* [GIVEN REQUEST] Write out the items below word for word, beginning at the line that contains "Where can the yellow" and continuing through the final line of the items.

* [DATA EXCERPTS]

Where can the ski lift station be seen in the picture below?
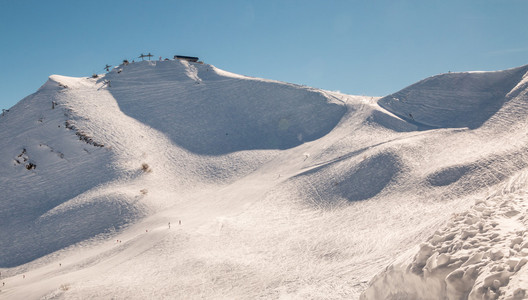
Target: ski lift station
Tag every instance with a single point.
(187, 58)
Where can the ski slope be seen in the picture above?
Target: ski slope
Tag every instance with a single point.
(282, 191)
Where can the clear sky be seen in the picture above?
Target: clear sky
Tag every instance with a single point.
(357, 47)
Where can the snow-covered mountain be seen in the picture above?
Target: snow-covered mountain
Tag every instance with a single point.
(172, 179)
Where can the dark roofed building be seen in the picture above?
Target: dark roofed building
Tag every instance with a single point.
(187, 58)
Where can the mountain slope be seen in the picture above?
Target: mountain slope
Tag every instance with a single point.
(281, 190)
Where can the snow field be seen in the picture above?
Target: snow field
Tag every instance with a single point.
(283, 191)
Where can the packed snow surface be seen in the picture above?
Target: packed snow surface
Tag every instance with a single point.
(177, 180)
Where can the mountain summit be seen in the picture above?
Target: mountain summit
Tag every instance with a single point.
(174, 179)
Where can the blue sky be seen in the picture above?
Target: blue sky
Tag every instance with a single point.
(357, 47)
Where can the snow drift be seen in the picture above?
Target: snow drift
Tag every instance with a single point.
(180, 180)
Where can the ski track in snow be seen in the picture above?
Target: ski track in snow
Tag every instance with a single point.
(282, 191)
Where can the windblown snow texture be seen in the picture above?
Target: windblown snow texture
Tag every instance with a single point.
(271, 189)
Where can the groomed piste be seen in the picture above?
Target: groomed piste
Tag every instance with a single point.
(178, 180)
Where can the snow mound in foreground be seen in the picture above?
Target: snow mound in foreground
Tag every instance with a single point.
(481, 253)
(451, 100)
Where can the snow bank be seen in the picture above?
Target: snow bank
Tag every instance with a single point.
(480, 254)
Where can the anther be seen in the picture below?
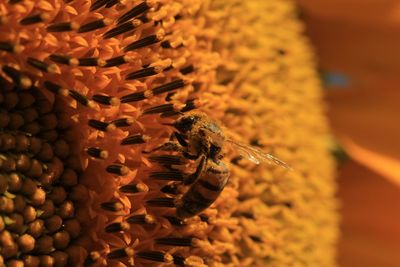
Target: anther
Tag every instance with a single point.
(97, 152)
(159, 109)
(10, 47)
(175, 241)
(141, 219)
(117, 169)
(174, 220)
(55, 88)
(91, 62)
(106, 100)
(166, 202)
(134, 188)
(122, 28)
(63, 59)
(117, 227)
(101, 125)
(141, 73)
(157, 256)
(121, 253)
(116, 61)
(123, 122)
(80, 98)
(187, 70)
(37, 18)
(169, 87)
(98, 4)
(149, 40)
(19, 78)
(167, 159)
(63, 27)
(94, 25)
(168, 176)
(135, 11)
(135, 139)
(40, 65)
(112, 206)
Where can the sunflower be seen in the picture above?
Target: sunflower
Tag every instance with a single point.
(119, 74)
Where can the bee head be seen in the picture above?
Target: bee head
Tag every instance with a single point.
(185, 123)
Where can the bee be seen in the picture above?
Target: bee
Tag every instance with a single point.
(201, 139)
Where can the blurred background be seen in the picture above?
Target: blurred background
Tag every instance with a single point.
(358, 45)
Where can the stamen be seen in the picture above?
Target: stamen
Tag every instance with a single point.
(117, 227)
(121, 253)
(135, 11)
(134, 139)
(91, 62)
(112, 206)
(123, 122)
(155, 91)
(63, 27)
(62, 59)
(55, 88)
(10, 47)
(149, 40)
(168, 159)
(187, 70)
(169, 87)
(174, 220)
(175, 241)
(134, 188)
(141, 219)
(82, 99)
(166, 202)
(117, 169)
(117, 61)
(141, 73)
(168, 176)
(40, 65)
(97, 152)
(112, 3)
(34, 19)
(106, 100)
(171, 189)
(94, 25)
(98, 4)
(122, 28)
(24, 81)
(133, 97)
(157, 256)
(101, 125)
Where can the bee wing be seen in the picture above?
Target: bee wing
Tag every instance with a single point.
(256, 155)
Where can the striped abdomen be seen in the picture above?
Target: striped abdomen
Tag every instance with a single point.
(204, 191)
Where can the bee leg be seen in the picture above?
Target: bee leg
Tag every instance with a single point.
(190, 179)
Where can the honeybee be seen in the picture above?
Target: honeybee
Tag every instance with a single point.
(199, 138)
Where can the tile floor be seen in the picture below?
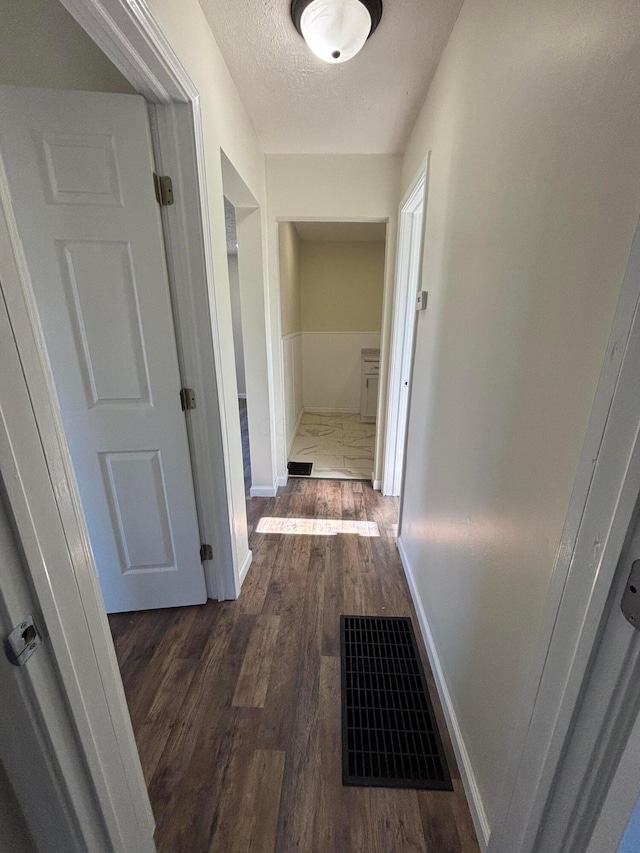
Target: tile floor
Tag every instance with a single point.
(340, 446)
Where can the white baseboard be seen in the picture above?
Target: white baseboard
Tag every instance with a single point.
(329, 410)
(244, 568)
(462, 756)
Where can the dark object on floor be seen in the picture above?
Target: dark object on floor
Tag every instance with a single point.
(389, 733)
(299, 469)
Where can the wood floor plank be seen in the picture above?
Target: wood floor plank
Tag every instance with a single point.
(236, 705)
(253, 681)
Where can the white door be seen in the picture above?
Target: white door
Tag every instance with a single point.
(79, 170)
(598, 783)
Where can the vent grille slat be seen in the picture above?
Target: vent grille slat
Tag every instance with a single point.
(389, 734)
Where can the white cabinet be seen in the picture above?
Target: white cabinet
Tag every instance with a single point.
(369, 385)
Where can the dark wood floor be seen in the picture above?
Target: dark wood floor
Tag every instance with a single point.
(236, 705)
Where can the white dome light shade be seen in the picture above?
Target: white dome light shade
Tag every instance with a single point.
(335, 30)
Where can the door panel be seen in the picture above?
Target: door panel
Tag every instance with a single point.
(79, 169)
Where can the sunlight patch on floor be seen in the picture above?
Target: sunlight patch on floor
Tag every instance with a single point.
(316, 526)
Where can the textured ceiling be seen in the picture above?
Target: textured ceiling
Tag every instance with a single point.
(299, 104)
(341, 231)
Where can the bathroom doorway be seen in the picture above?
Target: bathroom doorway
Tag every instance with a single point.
(331, 294)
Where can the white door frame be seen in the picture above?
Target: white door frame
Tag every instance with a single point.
(129, 35)
(605, 492)
(409, 262)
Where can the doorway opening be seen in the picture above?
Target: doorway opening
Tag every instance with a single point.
(408, 278)
(331, 295)
(238, 345)
(246, 281)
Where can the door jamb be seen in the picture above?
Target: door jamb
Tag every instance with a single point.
(414, 204)
(601, 507)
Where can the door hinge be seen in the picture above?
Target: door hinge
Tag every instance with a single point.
(22, 641)
(164, 189)
(187, 399)
(630, 603)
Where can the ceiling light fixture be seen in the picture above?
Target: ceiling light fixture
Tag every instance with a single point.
(336, 30)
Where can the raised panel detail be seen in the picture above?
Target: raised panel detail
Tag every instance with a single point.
(81, 169)
(103, 305)
(137, 498)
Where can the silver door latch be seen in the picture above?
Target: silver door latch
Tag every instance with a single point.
(22, 642)
(630, 603)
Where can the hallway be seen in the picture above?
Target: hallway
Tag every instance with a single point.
(236, 705)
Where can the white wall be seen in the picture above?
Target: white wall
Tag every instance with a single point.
(41, 45)
(236, 318)
(227, 130)
(293, 384)
(289, 246)
(534, 194)
(329, 187)
(14, 834)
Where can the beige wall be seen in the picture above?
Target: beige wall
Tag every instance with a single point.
(41, 45)
(290, 308)
(342, 285)
(534, 127)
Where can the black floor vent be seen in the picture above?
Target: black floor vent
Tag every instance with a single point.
(299, 469)
(389, 734)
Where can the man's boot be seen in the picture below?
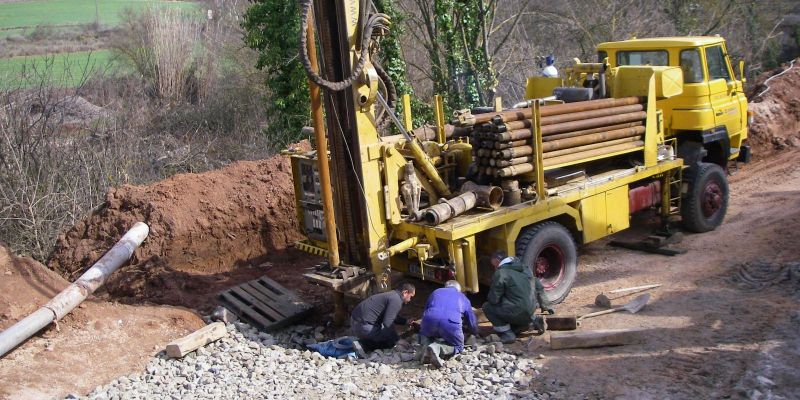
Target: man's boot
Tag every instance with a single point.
(508, 337)
(434, 355)
(539, 324)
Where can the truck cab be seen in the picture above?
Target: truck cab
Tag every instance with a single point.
(709, 119)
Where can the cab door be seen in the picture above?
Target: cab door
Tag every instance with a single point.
(723, 90)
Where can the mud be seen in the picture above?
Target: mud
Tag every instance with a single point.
(207, 231)
(776, 112)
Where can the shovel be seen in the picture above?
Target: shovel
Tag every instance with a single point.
(632, 307)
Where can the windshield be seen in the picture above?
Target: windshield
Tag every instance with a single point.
(648, 57)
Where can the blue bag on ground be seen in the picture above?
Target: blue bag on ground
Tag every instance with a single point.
(339, 348)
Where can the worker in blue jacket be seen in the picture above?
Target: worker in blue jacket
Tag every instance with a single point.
(442, 319)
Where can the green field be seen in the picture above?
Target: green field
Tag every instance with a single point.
(63, 70)
(18, 18)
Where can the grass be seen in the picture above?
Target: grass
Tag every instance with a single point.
(19, 18)
(62, 70)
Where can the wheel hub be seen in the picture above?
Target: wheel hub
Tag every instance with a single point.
(549, 266)
(712, 199)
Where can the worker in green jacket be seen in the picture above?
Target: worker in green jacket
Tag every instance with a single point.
(511, 299)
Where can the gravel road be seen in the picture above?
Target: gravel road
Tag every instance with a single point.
(251, 364)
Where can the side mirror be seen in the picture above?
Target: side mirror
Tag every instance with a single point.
(741, 71)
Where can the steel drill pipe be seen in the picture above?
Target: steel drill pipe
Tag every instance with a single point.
(603, 112)
(592, 153)
(520, 169)
(515, 170)
(518, 134)
(514, 152)
(488, 196)
(513, 161)
(593, 123)
(556, 109)
(510, 126)
(76, 292)
(592, 138)
(571, 150)
(436, 214)
(506, 145)
(550, 138)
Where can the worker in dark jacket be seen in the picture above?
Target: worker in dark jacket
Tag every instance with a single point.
(372, 321)
(510, 305)
(443, 318)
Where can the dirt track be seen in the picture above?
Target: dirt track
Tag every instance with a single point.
(707, 334)
(706, 337)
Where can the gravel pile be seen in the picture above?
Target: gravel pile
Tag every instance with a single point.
(250, 364)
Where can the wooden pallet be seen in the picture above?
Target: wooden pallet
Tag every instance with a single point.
(265, 304)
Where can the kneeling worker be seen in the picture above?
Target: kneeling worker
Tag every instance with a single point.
(372, 321)
(510, 305)
(443, 319)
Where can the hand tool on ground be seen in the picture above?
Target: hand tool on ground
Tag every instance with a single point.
(632, 307)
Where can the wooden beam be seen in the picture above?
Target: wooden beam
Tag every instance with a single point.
(595, 338)
(196, 339)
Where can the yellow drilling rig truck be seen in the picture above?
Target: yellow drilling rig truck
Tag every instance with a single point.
(651, 125)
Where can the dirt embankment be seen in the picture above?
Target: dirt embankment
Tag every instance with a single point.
(207, 231)
(775, 103)
(95, 343)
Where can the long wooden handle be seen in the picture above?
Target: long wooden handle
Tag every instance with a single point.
(635, 288)
(594, 314)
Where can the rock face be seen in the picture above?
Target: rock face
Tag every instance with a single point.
(775, 103)
(202, 226)
(249, 364)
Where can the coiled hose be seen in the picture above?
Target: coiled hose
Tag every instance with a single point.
(377, 20)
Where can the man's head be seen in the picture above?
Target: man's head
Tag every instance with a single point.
(497, 256)
(407, 291)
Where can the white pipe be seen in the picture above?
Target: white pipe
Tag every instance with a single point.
(76, 292)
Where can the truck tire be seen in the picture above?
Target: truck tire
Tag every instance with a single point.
(547, 248)
(704, 206)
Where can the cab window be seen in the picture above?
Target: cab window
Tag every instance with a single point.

* [RESPONSE TO THIS TASK]
Where can the yellow drilling rig truck be seen in the picture above?
Target: yellow drilling rig truck
Tag every instance with a single point.
(651, 125)
Where can the dirt embankment be seen in the picture above?
Target: dirt embankment
Tag every instance with a single point.
(207, 231)
(775, 103)
(95, 343)
Where can the long wooden handle be seen in the picture above?
Target: long wooden handle
Tag every instance with a single point.
(635, 288)
(594, 314)
Where can the rock face be seen in the picture above?
Target: rock face
Tag every instance with a single point.
(775, 103)
(202, 226)
(249, 364)
Where can the coiled hose be seen in the picture above?
Target: coiled hose
Tag every instance with a single point.
(377, 20)
Where can the man's head be seen in the picture above?
Target: man's head
Tag every instance with a single point.
(497, 256)
(407, 291)
Where can the white pipe be seen in the picture above?
Target: white pipe
Tag every instance with a single point.
(76, 292)
Where can the truck tire be seen in the picture above?
Target: truck tire
Tag every instance with a single point.
(547, 248)
(704, 206)
Where can the cab window be seen in the picture above?
Target: cab window
Tag every instance with a single point.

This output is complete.